Despite the intense summer heat, water continues to flow in Deep Creek all year long. The hike into Deep Creek Canyon wanders through the San Bernardino National Forest for approximately 7 miles, beginning at Bowen Ranch and heading southwest. It is part of the Pacific Crest Trail. Adventurers who don’t mind a crowd will enjoy pausing at the Deep Creek Hot Springs for a quick dip, but the Warm Springs further down the trail are considerably less crowded. This is in large part because the water is tepid rather than hot, but the relative seclusion is worth it. The trail swings northward at the hot springs and then dips down to the southeast before depositing hikers at the warm springs.
Hot springs visitors should be informed of posted restrictions and warnings specific to the area. Deep Creek Hot Springs are known to contain primary amoebic meningoencephalitis, a rare disease that can sometimes cause death. As the spring's warm waters flow through contaminated soil, the disease can be transmitted to the soaking pools. Visitors are advised not to submerge their heads in the hot spring's waters or drink any water from nearby. Rattlesnakes are also found in the area and visitors should exhibit sufficient caution, especially around rocks and outcroppings.

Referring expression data
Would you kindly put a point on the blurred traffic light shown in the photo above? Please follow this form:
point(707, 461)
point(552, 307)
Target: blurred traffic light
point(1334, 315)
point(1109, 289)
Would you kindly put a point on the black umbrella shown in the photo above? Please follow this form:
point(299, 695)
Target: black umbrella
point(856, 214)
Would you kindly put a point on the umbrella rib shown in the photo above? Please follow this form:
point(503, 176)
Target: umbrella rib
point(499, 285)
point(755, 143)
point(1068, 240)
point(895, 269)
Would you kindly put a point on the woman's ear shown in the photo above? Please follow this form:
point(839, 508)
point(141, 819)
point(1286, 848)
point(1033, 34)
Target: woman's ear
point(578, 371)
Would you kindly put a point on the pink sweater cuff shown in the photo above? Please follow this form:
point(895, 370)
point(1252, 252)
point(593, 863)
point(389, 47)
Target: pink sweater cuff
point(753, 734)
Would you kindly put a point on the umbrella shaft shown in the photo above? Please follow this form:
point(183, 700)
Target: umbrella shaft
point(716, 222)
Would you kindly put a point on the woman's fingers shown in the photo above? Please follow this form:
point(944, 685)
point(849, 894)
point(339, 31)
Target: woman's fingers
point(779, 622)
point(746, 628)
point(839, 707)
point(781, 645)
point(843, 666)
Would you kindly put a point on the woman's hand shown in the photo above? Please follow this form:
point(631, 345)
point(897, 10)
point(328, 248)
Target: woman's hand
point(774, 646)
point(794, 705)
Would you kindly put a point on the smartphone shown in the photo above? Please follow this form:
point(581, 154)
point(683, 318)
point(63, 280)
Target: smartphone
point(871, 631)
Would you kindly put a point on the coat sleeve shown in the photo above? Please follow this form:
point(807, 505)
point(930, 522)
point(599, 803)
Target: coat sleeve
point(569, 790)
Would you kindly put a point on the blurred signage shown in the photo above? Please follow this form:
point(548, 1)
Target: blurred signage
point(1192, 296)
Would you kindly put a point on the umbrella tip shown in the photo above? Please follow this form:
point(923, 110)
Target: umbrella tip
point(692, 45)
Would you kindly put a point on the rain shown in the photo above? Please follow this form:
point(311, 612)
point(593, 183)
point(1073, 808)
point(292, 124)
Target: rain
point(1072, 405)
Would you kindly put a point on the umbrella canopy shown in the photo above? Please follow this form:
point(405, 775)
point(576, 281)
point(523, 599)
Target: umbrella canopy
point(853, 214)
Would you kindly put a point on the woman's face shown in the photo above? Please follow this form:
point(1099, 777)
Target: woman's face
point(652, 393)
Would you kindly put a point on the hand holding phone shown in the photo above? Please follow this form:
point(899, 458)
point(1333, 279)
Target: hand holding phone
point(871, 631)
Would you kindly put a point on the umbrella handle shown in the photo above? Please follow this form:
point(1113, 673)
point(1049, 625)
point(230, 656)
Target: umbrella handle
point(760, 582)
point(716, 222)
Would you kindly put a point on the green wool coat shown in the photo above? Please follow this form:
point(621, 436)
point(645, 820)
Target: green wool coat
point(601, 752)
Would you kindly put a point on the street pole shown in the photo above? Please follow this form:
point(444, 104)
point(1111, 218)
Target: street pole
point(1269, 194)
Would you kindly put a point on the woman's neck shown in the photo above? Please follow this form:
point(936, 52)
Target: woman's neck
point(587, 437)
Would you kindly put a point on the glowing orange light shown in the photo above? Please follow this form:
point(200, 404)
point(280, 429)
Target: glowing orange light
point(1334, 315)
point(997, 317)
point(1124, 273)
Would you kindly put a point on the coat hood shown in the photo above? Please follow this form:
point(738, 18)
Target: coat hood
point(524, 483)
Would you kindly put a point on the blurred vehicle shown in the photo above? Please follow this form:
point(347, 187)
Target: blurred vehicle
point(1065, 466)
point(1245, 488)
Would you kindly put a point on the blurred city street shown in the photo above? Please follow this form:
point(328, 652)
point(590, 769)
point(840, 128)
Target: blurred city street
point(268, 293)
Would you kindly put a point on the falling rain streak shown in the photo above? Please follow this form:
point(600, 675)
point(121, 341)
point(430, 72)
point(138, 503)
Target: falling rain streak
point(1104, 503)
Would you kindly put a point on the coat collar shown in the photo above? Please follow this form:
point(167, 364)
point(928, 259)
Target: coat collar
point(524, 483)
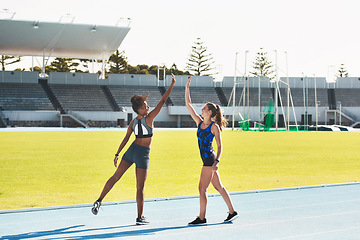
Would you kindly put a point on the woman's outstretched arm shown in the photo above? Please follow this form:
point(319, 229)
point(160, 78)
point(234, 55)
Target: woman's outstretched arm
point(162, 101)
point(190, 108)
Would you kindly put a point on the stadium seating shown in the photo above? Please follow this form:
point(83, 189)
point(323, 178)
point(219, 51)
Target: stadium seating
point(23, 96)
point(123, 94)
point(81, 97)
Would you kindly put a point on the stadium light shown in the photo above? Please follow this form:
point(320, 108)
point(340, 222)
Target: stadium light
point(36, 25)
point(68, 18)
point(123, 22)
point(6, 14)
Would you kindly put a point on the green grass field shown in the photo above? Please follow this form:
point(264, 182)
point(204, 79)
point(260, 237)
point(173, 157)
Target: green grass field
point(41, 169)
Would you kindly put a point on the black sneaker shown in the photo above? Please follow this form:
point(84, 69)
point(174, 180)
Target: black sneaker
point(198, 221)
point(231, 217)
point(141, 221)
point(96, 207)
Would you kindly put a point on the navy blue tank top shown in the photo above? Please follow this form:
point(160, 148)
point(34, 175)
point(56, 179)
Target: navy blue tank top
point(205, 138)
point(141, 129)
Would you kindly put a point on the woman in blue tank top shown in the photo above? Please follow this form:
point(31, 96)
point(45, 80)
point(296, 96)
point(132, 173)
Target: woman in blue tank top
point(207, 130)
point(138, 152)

==

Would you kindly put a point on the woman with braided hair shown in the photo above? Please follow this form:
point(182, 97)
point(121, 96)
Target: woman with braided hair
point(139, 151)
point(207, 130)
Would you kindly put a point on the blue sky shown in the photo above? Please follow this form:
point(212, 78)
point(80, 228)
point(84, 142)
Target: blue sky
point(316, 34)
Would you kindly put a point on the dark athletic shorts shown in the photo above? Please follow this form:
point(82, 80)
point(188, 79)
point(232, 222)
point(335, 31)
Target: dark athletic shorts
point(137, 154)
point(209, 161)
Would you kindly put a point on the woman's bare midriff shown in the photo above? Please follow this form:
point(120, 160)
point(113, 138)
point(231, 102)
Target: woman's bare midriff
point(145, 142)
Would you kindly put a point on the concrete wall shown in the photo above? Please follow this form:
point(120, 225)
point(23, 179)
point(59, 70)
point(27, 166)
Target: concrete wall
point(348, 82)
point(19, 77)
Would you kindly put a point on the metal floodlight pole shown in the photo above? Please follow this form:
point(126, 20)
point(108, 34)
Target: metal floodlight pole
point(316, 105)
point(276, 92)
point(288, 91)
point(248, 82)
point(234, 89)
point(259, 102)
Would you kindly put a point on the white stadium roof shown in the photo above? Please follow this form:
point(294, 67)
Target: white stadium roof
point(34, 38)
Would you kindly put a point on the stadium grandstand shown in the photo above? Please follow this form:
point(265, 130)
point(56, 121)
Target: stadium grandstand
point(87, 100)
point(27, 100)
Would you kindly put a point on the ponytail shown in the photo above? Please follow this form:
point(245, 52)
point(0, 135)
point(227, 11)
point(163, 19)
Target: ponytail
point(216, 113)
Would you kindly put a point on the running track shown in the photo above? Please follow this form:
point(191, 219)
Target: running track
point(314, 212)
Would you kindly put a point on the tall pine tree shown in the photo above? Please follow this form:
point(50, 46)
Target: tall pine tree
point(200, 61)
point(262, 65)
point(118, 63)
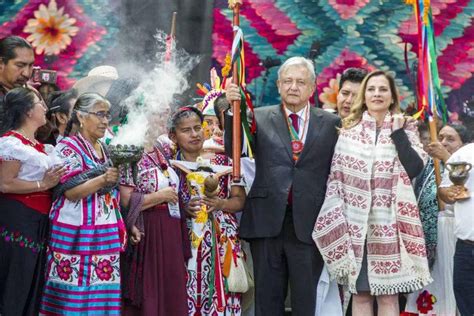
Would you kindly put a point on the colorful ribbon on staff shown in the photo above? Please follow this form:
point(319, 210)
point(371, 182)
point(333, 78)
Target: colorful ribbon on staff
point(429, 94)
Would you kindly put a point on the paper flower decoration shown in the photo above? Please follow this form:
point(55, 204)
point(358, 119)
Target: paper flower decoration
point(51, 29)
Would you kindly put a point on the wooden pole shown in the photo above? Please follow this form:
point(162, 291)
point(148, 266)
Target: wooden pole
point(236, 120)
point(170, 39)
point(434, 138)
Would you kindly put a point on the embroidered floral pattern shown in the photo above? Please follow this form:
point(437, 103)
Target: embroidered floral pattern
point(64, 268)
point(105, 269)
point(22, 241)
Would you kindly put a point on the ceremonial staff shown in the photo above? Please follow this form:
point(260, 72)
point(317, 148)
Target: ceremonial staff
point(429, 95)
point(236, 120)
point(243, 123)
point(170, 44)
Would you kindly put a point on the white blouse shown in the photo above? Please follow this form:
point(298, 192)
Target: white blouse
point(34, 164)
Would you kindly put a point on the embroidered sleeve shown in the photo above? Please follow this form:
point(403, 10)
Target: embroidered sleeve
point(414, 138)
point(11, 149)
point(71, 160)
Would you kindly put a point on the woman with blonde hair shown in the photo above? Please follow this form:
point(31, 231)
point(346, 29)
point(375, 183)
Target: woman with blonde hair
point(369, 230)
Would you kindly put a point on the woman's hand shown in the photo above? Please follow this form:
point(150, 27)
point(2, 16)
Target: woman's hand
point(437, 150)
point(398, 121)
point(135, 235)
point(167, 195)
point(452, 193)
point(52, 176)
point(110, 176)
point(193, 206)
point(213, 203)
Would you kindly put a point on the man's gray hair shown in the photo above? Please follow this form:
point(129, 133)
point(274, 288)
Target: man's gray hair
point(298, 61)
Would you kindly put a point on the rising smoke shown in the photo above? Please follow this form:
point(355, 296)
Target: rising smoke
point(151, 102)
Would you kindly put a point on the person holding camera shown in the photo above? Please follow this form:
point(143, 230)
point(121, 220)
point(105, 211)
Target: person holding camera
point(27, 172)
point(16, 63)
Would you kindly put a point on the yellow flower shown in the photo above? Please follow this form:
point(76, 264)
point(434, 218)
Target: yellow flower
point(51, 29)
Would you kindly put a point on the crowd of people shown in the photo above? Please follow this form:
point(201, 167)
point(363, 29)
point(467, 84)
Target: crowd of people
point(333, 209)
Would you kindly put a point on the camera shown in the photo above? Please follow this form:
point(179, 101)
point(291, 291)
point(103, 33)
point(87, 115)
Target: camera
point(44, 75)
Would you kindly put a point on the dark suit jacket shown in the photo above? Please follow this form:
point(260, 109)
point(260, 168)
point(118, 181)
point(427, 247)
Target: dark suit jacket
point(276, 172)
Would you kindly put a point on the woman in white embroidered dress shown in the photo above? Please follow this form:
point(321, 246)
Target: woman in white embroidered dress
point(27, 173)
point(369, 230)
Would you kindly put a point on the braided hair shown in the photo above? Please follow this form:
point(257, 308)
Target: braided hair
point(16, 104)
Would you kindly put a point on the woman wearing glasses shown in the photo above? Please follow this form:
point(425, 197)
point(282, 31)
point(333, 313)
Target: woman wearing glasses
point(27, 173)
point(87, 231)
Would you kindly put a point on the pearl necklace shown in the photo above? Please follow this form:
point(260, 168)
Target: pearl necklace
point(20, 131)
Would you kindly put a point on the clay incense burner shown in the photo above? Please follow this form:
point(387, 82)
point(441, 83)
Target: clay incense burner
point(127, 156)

--

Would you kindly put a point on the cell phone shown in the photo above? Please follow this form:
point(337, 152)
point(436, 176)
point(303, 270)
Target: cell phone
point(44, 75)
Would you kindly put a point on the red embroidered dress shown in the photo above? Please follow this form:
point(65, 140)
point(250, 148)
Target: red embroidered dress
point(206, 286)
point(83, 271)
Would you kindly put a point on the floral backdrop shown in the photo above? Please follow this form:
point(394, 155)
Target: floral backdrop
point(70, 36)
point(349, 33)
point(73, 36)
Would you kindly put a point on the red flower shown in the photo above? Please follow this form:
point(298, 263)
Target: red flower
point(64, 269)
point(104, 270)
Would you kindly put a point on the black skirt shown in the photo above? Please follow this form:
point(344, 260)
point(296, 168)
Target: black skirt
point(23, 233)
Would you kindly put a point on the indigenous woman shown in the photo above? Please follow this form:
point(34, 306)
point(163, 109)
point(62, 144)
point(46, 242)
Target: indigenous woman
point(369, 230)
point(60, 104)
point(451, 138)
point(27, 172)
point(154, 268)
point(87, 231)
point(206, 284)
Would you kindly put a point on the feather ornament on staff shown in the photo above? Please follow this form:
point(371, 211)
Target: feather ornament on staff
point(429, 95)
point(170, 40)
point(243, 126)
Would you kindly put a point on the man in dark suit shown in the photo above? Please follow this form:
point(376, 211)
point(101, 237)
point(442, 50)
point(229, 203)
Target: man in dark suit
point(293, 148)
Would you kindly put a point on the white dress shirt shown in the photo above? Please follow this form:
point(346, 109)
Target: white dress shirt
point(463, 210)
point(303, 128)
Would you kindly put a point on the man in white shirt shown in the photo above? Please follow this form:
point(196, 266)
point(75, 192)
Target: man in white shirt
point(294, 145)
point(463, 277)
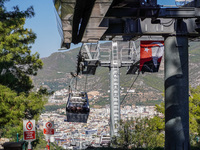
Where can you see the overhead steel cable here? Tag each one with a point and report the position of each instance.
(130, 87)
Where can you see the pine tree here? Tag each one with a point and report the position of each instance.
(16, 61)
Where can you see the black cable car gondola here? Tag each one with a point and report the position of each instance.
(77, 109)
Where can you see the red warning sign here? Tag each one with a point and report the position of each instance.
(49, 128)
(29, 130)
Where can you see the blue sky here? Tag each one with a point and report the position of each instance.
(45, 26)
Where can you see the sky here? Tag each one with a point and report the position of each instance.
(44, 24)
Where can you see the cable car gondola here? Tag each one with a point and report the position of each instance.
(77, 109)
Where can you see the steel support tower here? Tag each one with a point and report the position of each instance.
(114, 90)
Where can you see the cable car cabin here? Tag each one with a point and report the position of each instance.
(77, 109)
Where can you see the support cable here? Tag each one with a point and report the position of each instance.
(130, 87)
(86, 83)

→ Questions:
A) Answer these about the Deep Creek passage, one a line:
(i) At what place does the hike into Deep Creek Canyon begin?
(ii) Why are the Warm Springs less crowded than the hot springs?
(iii) What animals are found in the area?
B) Update the Deep Creek passage by writing out everything from "Despite the intense" down to "the warm springs.", with "Adventurers" changed to "Visitors".
C) Take the Deep Creek passage further, picking up after its last sentence.
The records play no part in what comes next.

→ Answers given:
A)
(i) Bowen Ranch
(ii) Their water is tepid rather than hot.
(iii) Rattlesnakes

B)
Despite the intense summer heat, water continues to flow in Deep Creek all year long. The hike into Deep Creek Canyon wanders through the San Bernardino National Forest for approximately 7 miles, beginning at Bowen Ranch and heading southwest. It is part of the Pacific Crest Trail. Visitors who don’t mind a crowd will enjoy pausing at the Deep Creek Hot Springs for a quick dip, but the Warm Springs further down the trail are considerably less crowded. This is in large part because the water is tepid rather than hot, but the relative seclusion is worth it. The trail swings northward at the hot springs and then dips down to the southeast before depositing hikers at the warm springs.

C)
This forest has a rich history and a wide variety of flora and fauna. After gold was discovered in the area in the mid-1800s, people swarmed to the San Bernardino Mountains. The area was quickly industrialized, which negatively impacted the air and water quality. In 1893, President Benjamin Harrison established the San Bernardino Forest Reserve in hopes of preserving the land. Over the years it has been called by different names, but today it is known as the San Bernardino National Forest. This forest contains four grand mountain ranges (the Santa Rosa Mountains, the San Jacinto Mountains, the San Bernardino Mountains, and the San Gabriel Mountains), and a plethora of plants and animals, many of which are endangered, including the southwestern Arroyo toad that lives in the creek's sandy shores. While some parts of the forest remain in its natural state, humans have continued to urbanize much of it for more than a century. In addition to thousands of types of plants and hundreds of species of animals, the San Bernardino Mountains host nearly 44,000 people in a given year. Visitors can minimize their impact on the forest by making sure to pack out all trash, dispose of human wastes properly, especially around the hot springs, and adhere to Leave No Trace principles in general.